### WHAT YOU HAVE TO DO:
Rewrite the entries below with every "Target" replaced by "Object" and all other text unchanged. Leave the pictures out of your answer.

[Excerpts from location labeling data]

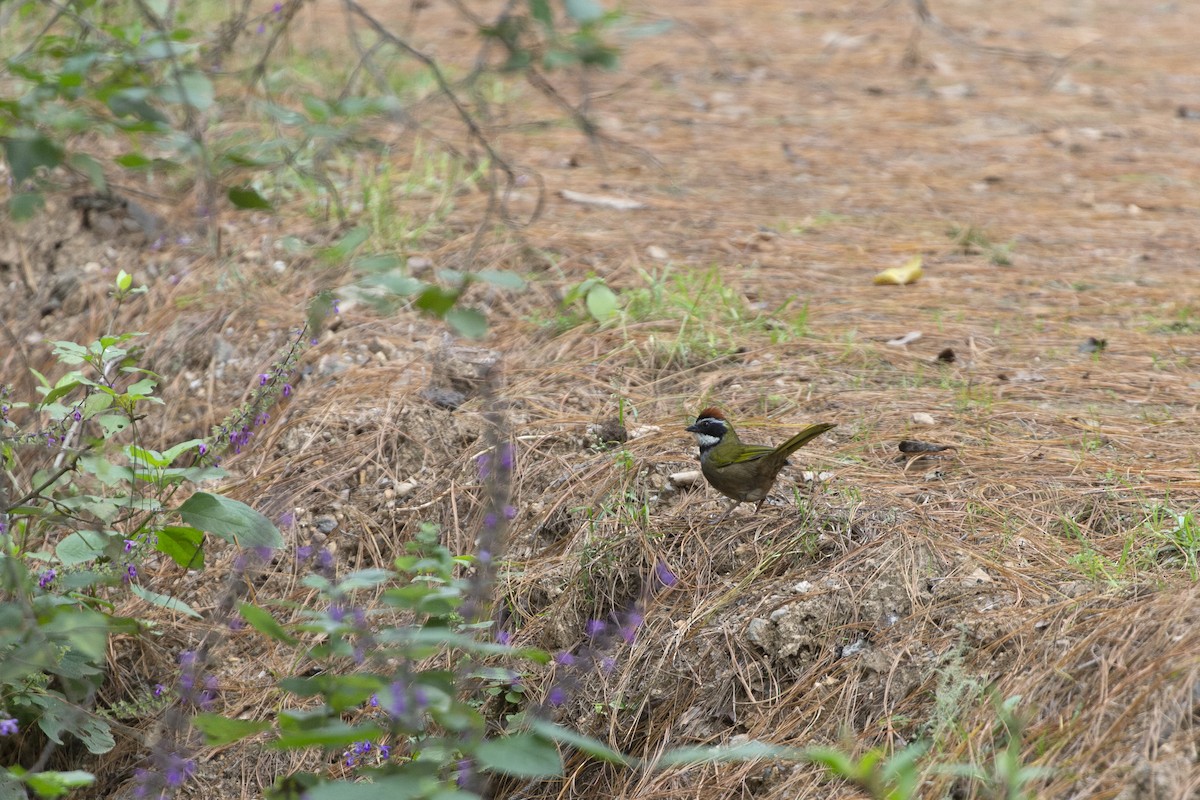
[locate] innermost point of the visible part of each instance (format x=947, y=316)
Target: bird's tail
x=803, y=438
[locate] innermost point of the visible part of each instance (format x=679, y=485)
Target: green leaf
x=522, y=755
x=25, y=154
x=601, y=302
x=232, y=521
x=91, y=168
x=343, y=247
x=82, y=546
x=245, y=197
x=63, y=389
x=437, y=300
x=540, y=11
x=468, y=322
x=55, y=785
x=262, y=621
x=181, y=545
x=583, y=11
x=165, y=601
x=221, y=731
x=581, y=743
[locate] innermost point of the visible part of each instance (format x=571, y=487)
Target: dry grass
x=888, y=602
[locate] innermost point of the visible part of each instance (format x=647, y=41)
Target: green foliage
x=76, y=527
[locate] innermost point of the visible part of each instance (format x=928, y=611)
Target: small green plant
x=882, y=777
x=1007, y=777
x=75, y=530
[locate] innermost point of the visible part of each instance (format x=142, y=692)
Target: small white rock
x=689, y=477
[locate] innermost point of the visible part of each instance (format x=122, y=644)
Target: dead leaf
x=915, y=446
x=603, y=200
x=907, y=338
x=1023, y=377
x=901, y=276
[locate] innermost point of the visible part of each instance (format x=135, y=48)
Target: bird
x=743, y=473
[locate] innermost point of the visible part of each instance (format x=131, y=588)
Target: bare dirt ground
x=784, y=150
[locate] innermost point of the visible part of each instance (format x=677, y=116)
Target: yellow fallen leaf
x=899, y=276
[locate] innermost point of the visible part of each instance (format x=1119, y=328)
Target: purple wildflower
x=629, y=630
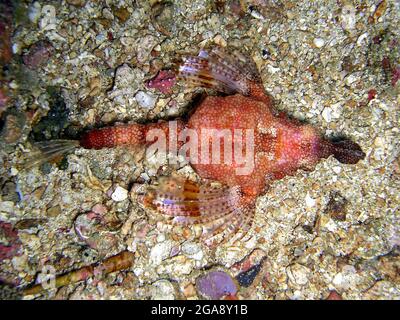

### EXERCISE OUTPUT:
[locate] innermost point of the visible part of each instance (format x=947, y=316)
Object: bird's tail
x=803, y=438
[locate] innermost point of the visible part of each instance (format x=679, y=485)
Object: green leaf
x=522, y=755
x=25, y=154
x=601, y=302
x=232, y=521
x=91, y=168
x=343, y=247
x=82, y=546
x=245, y=197
x=63, y=389
x=437, y=300
x=540, y=11
x=468, y=322
x=55, y=785
x=262, y=621
x=181, y=545
x=583, y=11
x=165, y=601
x=221, y=731
x=581, y=743
[locate] innermost point of the visible part of each instance (format x=571, y=487)
Object: dry grass
x=888, y=602
[locate] innermost point of the visible part of each instance (format x=647, y=41)
Object: green foliage
x=76, y=527
[locate] innermost point of the visible part of each instance (format x=928, y=611)
Object: small green plant
x=882, y=777
x=1007, y=777
x=75, y=530
[locate] innermost point of the visible part of each instance (format x=142, y=692)
Object: small white rock
x=689, y=477
[locate] innermost point of the visible part of each instance (format x=122, y=644)
Object: dead leaf
x=915, y=446
x=603, y=200
x=907, y=338
x=1023, y=377
x=901, y=276
[locate] innermost point of the visible part of each instance (format x=135, y=48)
Object: bird
x=743, y=473
[locate] innermost point of the visible part of each instance (format x=131, y=588)
Object: bare dirt ground
x=784, y=150
[locate] innermost point of the visible part of each instance (format x=677, y=116)
Object: yellow fallen leaf
x=899, y=276
[locate] innermost point of the visible part of each instance (format x=1119, y=328)
Object: purple wildflower
x=629, y=630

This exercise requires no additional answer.